** Folgendes bearbeiten **
**a.** Übersetzen Sie den folgenden Satz aus dem Text zur neuen Bibliothek in St. Gallen ins Englische: „Künftig sollen Kantons- und Stadtbibliothek betrieblich und räumlich zusammengeführt werden.“
**b.** Beantworten Sie anhand des Textes zur neuen Bibliothek in St. Gallen die folgenden Fragen:
(i) An welchem Standort soll die neue Bibliothek entstehen?
(ii) Welche Einrichtungen soll die neue Bibliothek ablösen?
(iii) In welchem Rahmen wurden die Entwürfe erarbeitet?

** Vorliegender Text **
━━━━━━━━━━━━━━━━

Guy Montag

Am Standort Union/Blumenmarkt in der Stadt St. Gallen soll eine neue Bibliothek für Stadt und Kanton entstehen und die derzeitigen provisorischen und dezentralen Einrichtungen ablösen. Künftig sollen Kantons- und Stadtbibliothek betrieblich und räumlich zusammengeführt werden. Im Rahmen eines Wettbewerbs wurden Entwürfe für eine moderne, den Anforderungen der Zukunft gewappnete Bibliothek im Sinne einer «Public Library» erarbeitet, die die vielfältigen Angebote und Nutzungen synergiereich und funktional stimmig unter einem Dach vereint.

━━━━━━━━━━━━━━━━

Zeilen des Datensatzes
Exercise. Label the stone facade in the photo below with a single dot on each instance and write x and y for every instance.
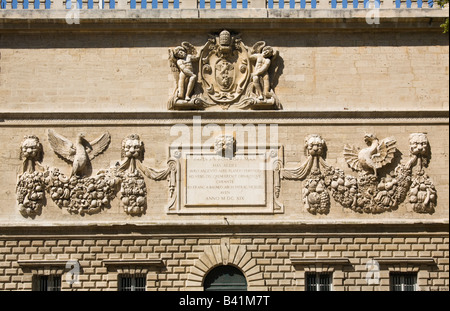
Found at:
(340, 82)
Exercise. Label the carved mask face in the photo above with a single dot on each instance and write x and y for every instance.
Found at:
(30, 148)
(132, 148)
(180, 52)
(418, 144)
(267, 52)
(314, 145)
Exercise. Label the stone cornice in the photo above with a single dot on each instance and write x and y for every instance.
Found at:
(226, 117)
(36, 264)
(269, 19)
(133, 262)
(236, 228)
(323, 261)
(405, 260)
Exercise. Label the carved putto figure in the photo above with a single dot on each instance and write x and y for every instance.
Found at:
(80, 153)
(181, 62)
(376, 155)
(224, 73)
(225, 146)
(263, 56)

━━━━━━━━━━━━━━━━

** Die Lösungen **
**a.** In the future, the cantonal library and the city library are to be merged both operationally and spatially.

**b.**
(i) Am Standort Union/Blumenmarkt in der Stadt St. Gallen.
(ii) Die derzeitigen provisorischen und dezentralen Einrichtungen.
(iii) Im Rahmen eines Wettbewerbs.